* **Exercise task**: Copy out the data exactly, leaving the pictures behind.

Point annotations for photos:
******

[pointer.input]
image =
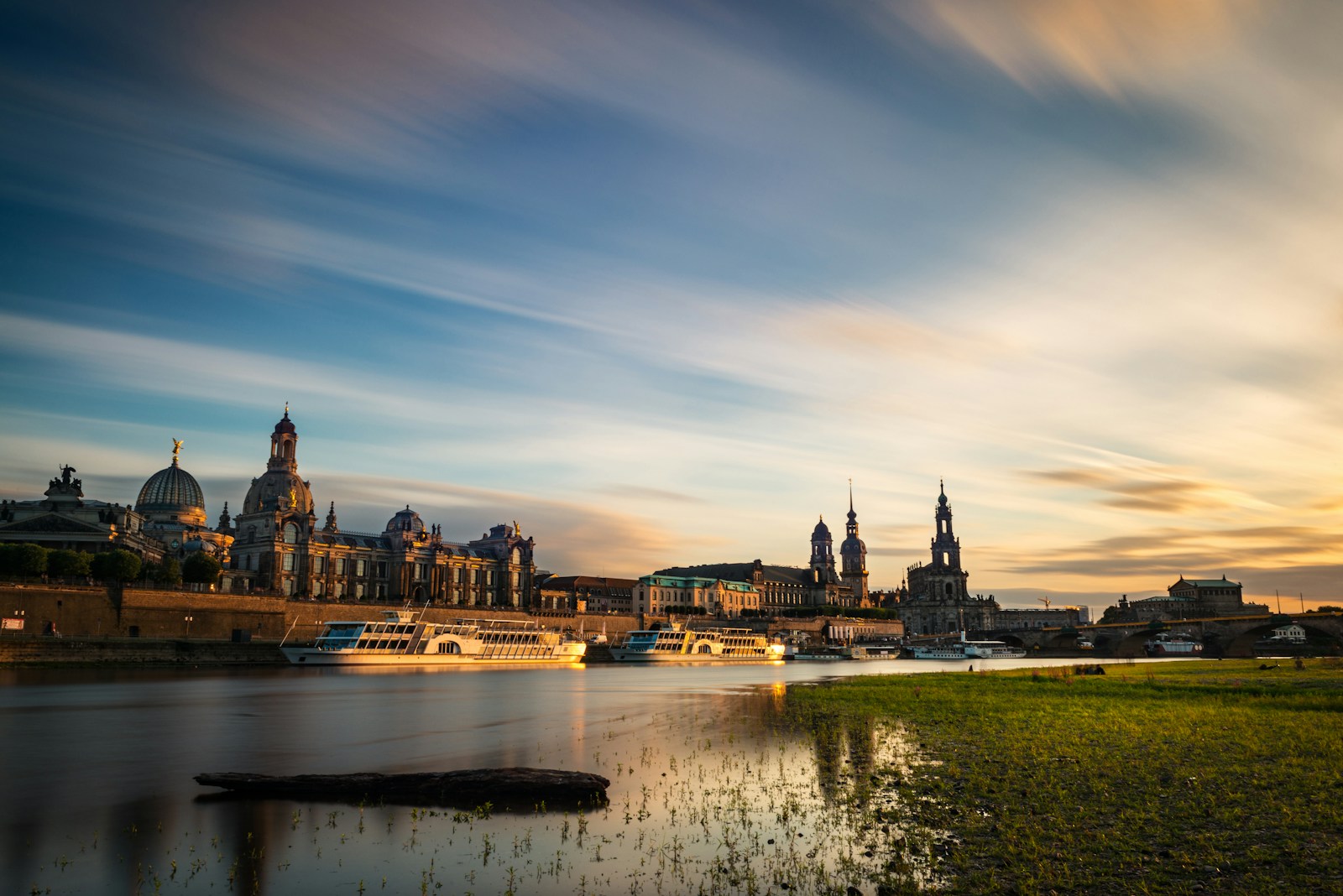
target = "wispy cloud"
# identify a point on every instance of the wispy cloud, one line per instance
(1103, 47)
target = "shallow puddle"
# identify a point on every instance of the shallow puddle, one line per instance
(716, 794)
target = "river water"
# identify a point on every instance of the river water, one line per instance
(708, 793)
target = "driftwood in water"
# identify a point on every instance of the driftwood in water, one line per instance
(520, 788)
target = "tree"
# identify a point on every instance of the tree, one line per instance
(8, 560)
(29, 561)
(201, 569)
(67, 564)
(116, 566)
(168, 571)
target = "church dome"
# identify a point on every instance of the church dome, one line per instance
(172, 491)
(279, 490)
(406, 521)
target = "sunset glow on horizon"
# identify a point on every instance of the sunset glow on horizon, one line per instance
(658, 280)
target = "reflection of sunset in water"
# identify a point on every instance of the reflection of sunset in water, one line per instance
(709, 793)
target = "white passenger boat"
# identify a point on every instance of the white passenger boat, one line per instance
(678, 644)
(964, 649)
(402, 638)
(1177, 644)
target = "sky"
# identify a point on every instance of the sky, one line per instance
(657, 280)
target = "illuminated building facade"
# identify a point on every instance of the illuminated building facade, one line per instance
(280, 549)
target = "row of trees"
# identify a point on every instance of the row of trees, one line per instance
(35, 562)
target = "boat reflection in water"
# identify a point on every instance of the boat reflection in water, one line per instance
(711, 792)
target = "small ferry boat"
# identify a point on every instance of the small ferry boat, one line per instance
(402, 638)
(677, 644)
(1168, 644)
(964, 649)
(813, 654)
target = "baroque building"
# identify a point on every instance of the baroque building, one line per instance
(938, 598)
(279, 549)
(786, 588)
(174, 508)
(65, 519)
(168, 518)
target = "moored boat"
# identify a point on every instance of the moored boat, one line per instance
(402, 638)
(677, 644)
(1173, 644)
(964, 649)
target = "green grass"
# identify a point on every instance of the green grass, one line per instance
(1209, 777)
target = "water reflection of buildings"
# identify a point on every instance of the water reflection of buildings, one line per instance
(846, 758)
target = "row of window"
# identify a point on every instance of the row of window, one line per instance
(342, 566)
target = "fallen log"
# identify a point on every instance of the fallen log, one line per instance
(465, 789)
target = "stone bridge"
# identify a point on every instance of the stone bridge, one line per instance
(1221, 636)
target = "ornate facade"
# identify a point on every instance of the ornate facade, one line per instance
(938, 598)
(65, 519)
(280, 549)
(168, 518)
(174, 508)
(792, 588)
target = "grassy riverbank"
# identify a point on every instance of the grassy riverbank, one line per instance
(1199, 777)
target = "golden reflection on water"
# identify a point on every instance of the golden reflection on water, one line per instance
(722, 793)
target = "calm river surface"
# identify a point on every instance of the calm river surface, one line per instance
(707, 794)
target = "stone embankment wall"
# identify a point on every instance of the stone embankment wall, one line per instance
(154, 625)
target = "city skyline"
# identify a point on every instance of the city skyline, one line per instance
(658, 280)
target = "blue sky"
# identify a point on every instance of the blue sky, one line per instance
(657, 279)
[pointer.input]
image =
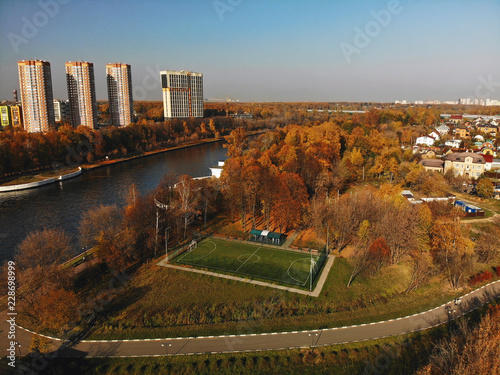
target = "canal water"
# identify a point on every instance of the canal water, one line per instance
(62, 204)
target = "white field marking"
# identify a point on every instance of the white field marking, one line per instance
(204, 256)
(255, 261)
(268, 248)
(248, 259)
(290, 266)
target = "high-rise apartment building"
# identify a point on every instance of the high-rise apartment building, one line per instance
(16, 115)
(182, 93)
(121, 104)
(81, 93)
(36, 95)
(5, 115)
(62, 111)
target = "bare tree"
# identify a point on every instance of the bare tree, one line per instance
(98, 223)
(188, 197)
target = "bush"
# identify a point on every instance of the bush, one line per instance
(497, 270)
(480, 277)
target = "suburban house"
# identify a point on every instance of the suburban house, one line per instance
(456, 118)
(466, 164)
(433, 165)
(443, 129)
(487, 128)
(426, 140)
(428, 154)
(454, 143)
(435, 134)
(488, 161)
(462, 131)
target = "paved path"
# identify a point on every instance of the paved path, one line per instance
(267, 341)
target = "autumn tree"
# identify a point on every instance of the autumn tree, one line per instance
(400, 229)
(99, 223)
(485, 188)
(360, 257)
(378, 254)
(488, 245)
(188, 197)
(290, 203)
(236, 142)
(451, 249)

******

* **Full output**:
[pointer.input]
image =
target = "wispy cloud"
# identify a point on every instance of the wispy cloud, one line per instance
(1103, 47)
target = "shallow puddle"
# identify a point on every instance of the shallow puddle, one line per instance
(716, 794)
target = "river water"
# identify a point on every instance of the river water, one line per instance
(708, 793)
target = "driftwood in water"
# identify a point on every instance of the driftwood in water, one line per instance
(520, 788)
target = "tree"
# identify a point on every instance of the tree, one line per instance
(8, 560)
(29, 561)
(201, 569)
(67, 564)
(116, 566)
(168, 571)
target = "church dome"
# identify a point on every instance of the church dome, one line per instance
(172, 491)
(279, 490)
(406, 521)
target = "sunset glow on horizon"
# identify a point on every instance of the sunset glow on horizon, one line per instance
(658, 280)
target = "reflection of sunset in water"
# identify a point on every instance of the reflection of sunset in water, one line per instance
(709, 793)
target = "white passenger boat"
# identify a point on every instance of the white passenger boat, one line per instance
(678, 644)
(964, 649)
(402, 638)
(1177, 644)
target = "sky"
# identify a point on every instance of the sky, one line per instance
(657, 280)
target = "illuminated building facade"
# identify a point on every instance of the illuminated building facade, one line per instance
(280, 549)
target = "row of trees"
# identify a point on every instance of the row of trees, one line per instance
(35, 562)
target = "boat reflection in water"
# identify a point on every instance of the boat reflection in water, one line per instance
(711, 792)
target = "small ferry boat"
# identify a point on every instance of the small ferry boat, one line per instance
(402, 638)
(677, 644)
(1168, 644)
(964, 649)
(813, 654)
target = "baroque building"
# identify a point on every instance of the baroque building, one line per instance
(938, 598)
(279, 549)
(786, 588)
(174, 508)
(65, 519)
(168, 518)
target = "moored boat"
# identify a point on every instance of the moored boat, one line per instance
(402, 638)
(677, 644)
(1173, 644)
(964, 649)
target = "green grass"
# identify a point on every instance of the green grass, one line per instance
(1209, 777)
target = "water reflection of buildings"
# identify a point on every instance of the water reflection of buildings, one line per instance
(846, 758)
target = "row of window"
# identify a point on every instance of the row of window, one line per instance
(342, 566)
target = "fallen log"
# identify a point on every instance of the fallen log, one line per instance
(465, 789)
target = "stone bridge"
# identify a point on every instance of the stone bridge, one line per instance
(1221, 636)
target = "ornate facade"
# identify a point on every instance of the ornate facade, one line per instance
(938, 598)
(65, 519)
(280, 549)
(168, 518)
(174, 508)
(792, 588)
target = "grassy riverbank"
# identify a point on every instance of the grassy riverbank, one line per instance
(1199, 777)
target = "golden reflection on water"
# identify a point on every instance of the golden reflection on water, one line per instance
(722, 793)
target = "calm river surface"
# identify a point on every instance of the calm river surface, one line per instance
(707, 794)
target = "stone embankment wall"
# identify a point on every instance of the stone embankment wall, one line per instance
(154, 625)
target = "city skyline"
# identify a point on every instance of the city skyline, one line per instance
(658, 280)
target = "blue sky"
# identify a point on every instance of the blue sky, one line per instance
(657, 279)
[pointer.input]
image =
target = "canal water"
# identify a point on every instance of the canal water, one line per instance
(62, 204)
target = "white field marking"
# identify a point on every instance of the white field marking, one line per instance
(204, 256)
(255, 261)
(268, 248)
(248, 259)
(290, 266)
target = "high-rise apartment building"
# identify a point on every instance of the high-rise apartment building, one line per instance
(16, 115)
(182, 93)
(121, 104)
(81, 93)
(36, 95)
(5, 115)
(62, 111)
target = "bare tree"
# identify a point on every instance of the bare tree, one line per instance
(98, 223)
(188, 197)
target = "bush"
# identify a point on every instance of the bush, one line per instance
(497, 270)
(480, 277)
target = "suburban house"
# identify a point on every instance of the suburban house, one line per instance
(456, 118)
(466, 164)
(433, 165)
(443, 129)
(487, 128)
(426, 140)
(428, 154)
(454, 143)
(435, 134)
(488, 161)
(462, 131)
target = "paved path"
# identify a point on every instance of the paved path, one line per instance
(267, 341)
target = "autumn tree"
# identify a point on every instance of the autumn tree, one line per instance
(400, 229)
(99, 223)
(485, 188)
(360, 257)
(378, 254)
(488, 245)
(188, 197)
(290, 203)
(236, 142)
(451, 249)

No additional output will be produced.